• **Aim**: Copy out everything in the records below, word for word, from the line that contains "of the man's" down through the end of the records, including both ends.

*** Supplied material

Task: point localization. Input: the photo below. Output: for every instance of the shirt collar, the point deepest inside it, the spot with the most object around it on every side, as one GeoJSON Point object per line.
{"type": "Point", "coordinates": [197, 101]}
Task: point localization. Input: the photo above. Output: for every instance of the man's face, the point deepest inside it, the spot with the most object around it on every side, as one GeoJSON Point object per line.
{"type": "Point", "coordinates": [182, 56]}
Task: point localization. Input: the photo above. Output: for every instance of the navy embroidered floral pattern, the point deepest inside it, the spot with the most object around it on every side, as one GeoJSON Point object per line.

******

• **Complete output**:
Task: point localization. Input: the photo above. Output: for every instance of the man's face, the point deepest inside it, the spot with the most object around it on every side, as one GeoJSON Point object per line.
{"type": "Point", "coordinates": [182, 56]}
Task: point localization. Input: the photo above. Output: for every instance of the navy embroidered floral pattern, the point deepest inside it, the spot with the most object around it on every side, as one GeoJSON Point object per line.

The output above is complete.